• **Short exercise**: Please pull out every line of the listing below that contains the string "shoe", treating uppercase and lowercase letters as different.

• **Data provided**:
══════════════════════════════
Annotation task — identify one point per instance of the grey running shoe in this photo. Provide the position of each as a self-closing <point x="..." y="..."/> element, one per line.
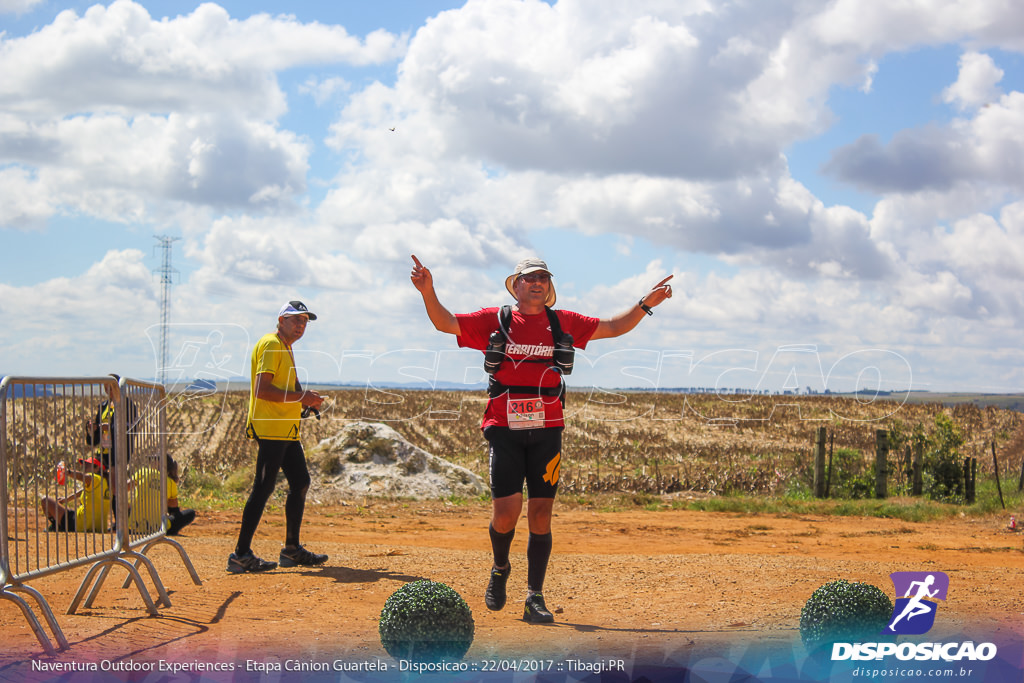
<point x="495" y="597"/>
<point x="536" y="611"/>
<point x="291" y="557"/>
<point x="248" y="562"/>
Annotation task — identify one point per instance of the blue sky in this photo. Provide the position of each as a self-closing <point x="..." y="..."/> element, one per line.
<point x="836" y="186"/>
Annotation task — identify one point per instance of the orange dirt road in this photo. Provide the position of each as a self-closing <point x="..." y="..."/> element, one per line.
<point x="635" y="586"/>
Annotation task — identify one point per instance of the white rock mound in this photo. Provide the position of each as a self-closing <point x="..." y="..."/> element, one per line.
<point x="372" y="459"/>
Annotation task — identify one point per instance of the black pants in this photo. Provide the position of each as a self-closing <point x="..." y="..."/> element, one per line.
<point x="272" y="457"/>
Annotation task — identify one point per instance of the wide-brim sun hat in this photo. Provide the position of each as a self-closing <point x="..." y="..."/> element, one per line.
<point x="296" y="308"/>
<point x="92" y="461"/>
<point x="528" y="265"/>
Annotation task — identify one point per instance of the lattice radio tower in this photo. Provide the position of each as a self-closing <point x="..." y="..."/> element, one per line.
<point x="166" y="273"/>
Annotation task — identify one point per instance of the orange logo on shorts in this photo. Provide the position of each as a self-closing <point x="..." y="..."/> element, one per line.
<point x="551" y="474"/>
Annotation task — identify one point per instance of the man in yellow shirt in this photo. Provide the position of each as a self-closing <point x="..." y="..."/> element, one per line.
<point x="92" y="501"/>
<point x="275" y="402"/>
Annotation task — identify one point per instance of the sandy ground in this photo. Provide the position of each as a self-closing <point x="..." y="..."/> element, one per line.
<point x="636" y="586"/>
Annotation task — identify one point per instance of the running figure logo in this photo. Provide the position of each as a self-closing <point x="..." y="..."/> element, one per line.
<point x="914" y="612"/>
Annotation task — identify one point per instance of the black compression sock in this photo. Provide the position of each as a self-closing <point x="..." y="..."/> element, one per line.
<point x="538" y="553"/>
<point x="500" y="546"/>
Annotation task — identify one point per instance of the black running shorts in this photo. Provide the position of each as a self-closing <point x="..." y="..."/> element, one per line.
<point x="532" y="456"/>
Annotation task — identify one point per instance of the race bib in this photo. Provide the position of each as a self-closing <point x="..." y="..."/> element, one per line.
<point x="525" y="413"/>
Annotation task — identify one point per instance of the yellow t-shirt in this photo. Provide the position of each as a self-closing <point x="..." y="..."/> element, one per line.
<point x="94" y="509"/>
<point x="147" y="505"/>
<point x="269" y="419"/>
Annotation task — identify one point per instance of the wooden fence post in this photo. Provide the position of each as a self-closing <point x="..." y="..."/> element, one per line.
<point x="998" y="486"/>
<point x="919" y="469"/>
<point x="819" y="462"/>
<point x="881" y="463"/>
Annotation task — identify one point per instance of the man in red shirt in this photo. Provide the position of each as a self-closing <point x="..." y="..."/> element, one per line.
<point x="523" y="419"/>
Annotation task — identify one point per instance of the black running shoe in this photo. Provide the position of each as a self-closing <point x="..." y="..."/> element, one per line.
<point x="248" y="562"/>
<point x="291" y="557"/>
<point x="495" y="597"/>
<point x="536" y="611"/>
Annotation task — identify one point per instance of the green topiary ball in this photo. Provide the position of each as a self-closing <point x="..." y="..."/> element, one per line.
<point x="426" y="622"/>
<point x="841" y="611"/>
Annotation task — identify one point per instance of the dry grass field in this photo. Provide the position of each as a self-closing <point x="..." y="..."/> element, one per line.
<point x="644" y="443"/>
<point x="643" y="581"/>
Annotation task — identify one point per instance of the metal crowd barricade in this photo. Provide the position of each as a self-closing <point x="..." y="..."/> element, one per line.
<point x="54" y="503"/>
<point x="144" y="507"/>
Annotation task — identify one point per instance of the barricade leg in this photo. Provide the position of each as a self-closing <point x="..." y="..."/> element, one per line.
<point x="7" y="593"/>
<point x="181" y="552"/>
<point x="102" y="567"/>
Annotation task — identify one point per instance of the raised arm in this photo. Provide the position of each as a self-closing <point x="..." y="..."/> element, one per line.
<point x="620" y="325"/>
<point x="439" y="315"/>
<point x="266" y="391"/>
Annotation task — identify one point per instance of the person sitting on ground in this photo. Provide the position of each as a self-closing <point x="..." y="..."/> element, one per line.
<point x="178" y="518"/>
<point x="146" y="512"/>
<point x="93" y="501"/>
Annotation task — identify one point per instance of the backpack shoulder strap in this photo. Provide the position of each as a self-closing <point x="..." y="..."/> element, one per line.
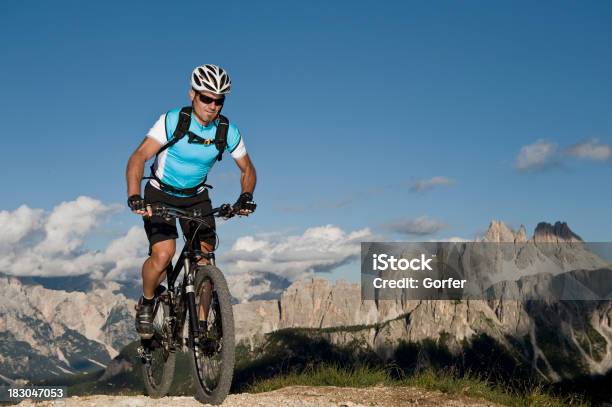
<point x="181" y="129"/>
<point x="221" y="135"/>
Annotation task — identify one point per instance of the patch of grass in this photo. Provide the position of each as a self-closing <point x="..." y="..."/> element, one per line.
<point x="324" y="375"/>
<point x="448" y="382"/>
══════════════════════════════
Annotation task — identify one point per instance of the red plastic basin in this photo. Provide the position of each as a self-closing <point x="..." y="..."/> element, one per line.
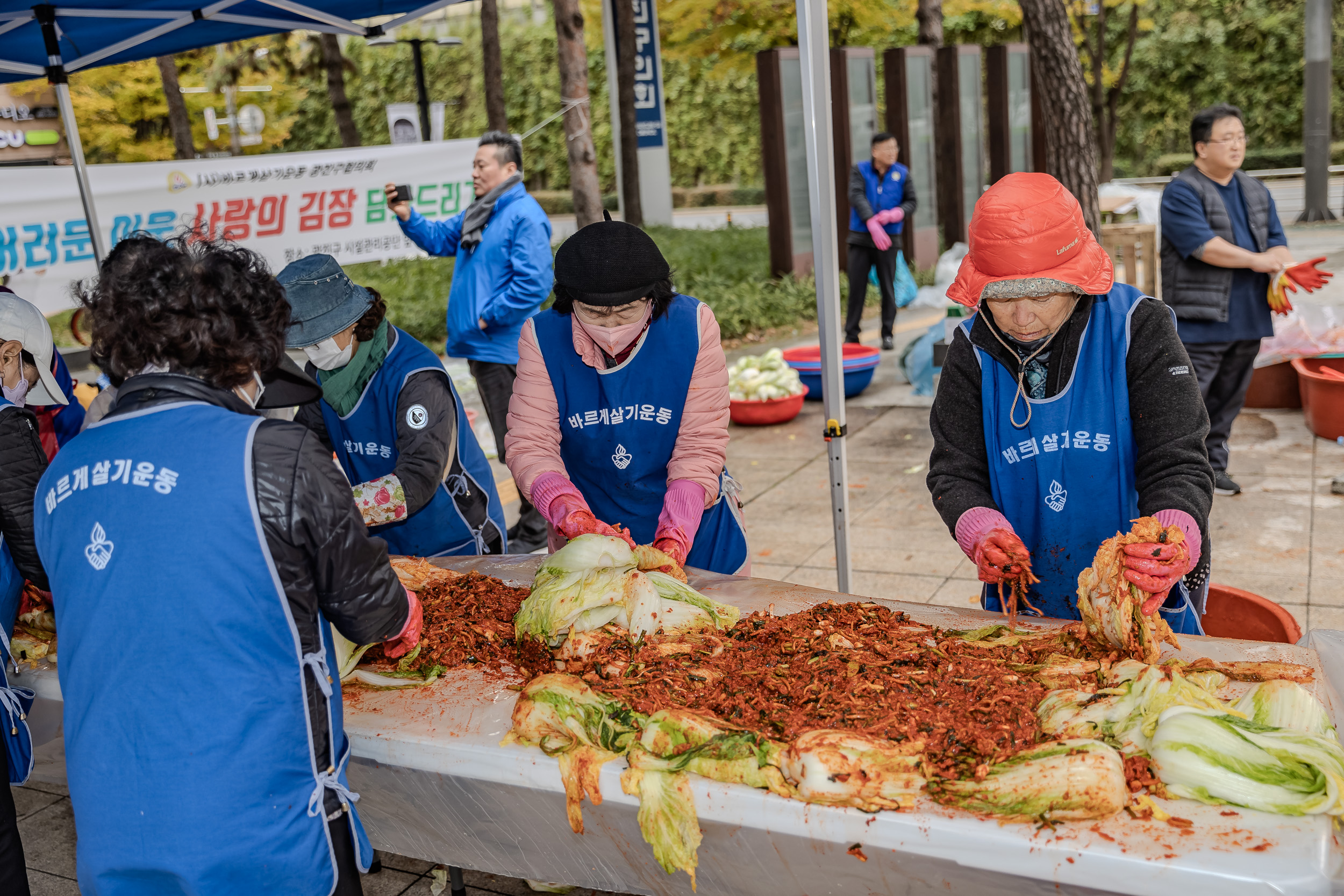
══════════════════════════════
• **Output**:
Annotation task — identify one point per instance of the grey running shoe in this photo. Provide the position of each as a self-closing <point x="..." y="..."/> element, one per line.
Annotation task — identify one point per instance of the black running shoe in this photo. Provide the position of each as a self-closing <point x="..." y="..."/> element, one per line.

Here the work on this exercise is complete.